▶ **TEXT PROVIDED**
# My Nintendo Collection (excluding my SNES Stuff)



## RalphUp (Jul 29, 2009)

I have the following Nintendo Hardware:

Original Nintendo Gameboy
Gameboy Pocket
Gameboy Pocket Light
Gameboy Color
Gameboy Advance (with Afterburner front light mod)
Gameboy Advance SP
Gameboy Advance SP Back lit version
Gameboy Micro (Mario Anniversary edition)
Silver DS Phat
Black DS Lite
Black DSi
Japanese Super Gameboy
Japanese Super Gameboy 2
PAL Super Gameboy (with Link Mod)
Gameboy player for Game Cube
Hori Super Gameboy SGB controller (US model)
Hori SNES Style pad for Game Cube (black japanese import got the box for it somewhere!)








Lots of official and unofficial accessories – Including the Boxed Konami Hyper Boy !!!


----------



## Elritha (Jul 29, 2009)

Link needs fixing.

Managed to find the right link in that wall of garble anyway. Impressive enough collection you got there. Do they all still work?

[Link removed as requested]


----------



## RalphUp (Jul 29, 2009)

yes mate they are all workers!


----------



## Elritha (Jul 29, 2009)

RalphUp said:
			
		

> what is the best way to add Picture to post, can you remove the link you have added Edhel please?



Done.

Also when you click 'add reply' there is a button with a picture icon that can handle adding pictures to a post.


----------



## RalphUp (Jul 29, 2009)

I have modified the Hyperboy with White LEDS instead of the standard bulbs, as this gives a better lighting effect. But I have kept all the original bulbs so it can be converted back to original.

▶ **DATA EXCERPT**

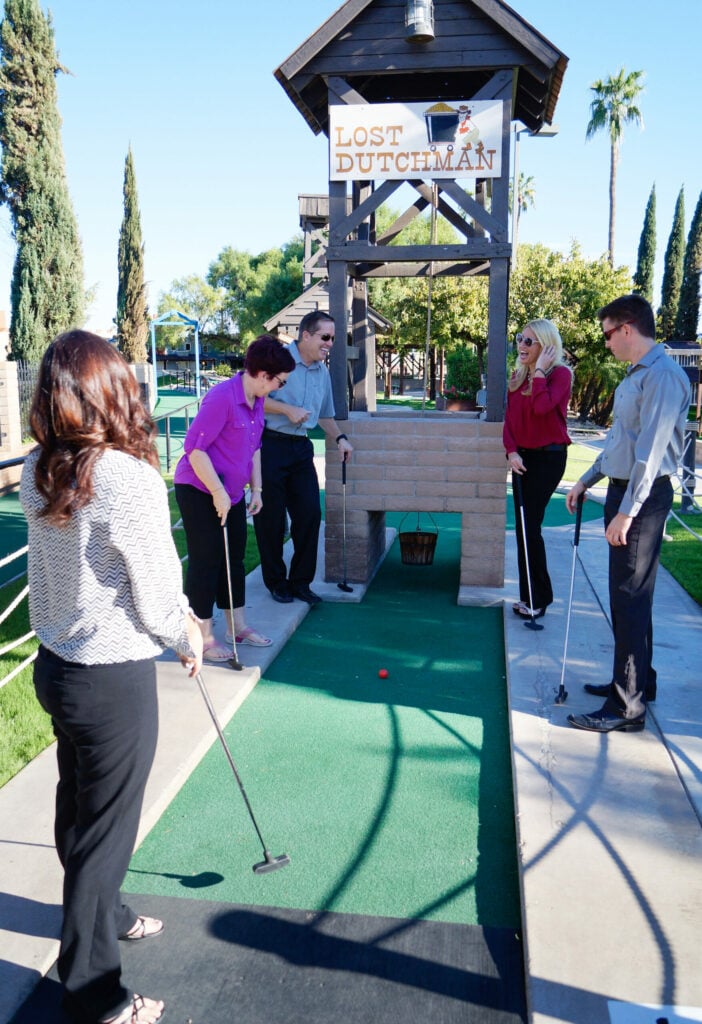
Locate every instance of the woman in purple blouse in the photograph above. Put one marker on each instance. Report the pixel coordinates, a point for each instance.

▶ **LIST OF TASKS**
a: In the Nintendo collection thread, what did RalphUp put in the Hyperboy in place of the standard bulbs?
b: Quote the Nintendo collection thread from "I have modified" up to and including "back to original.".

▶ **ANSWERS GIVEN**
a: White LEDs.

b:
I have modified the Hyperboy with White LEDS instead of the standard bulbs, as this gives a better lighting effect. But I have kept all the original bulbs so it can be converted back to original.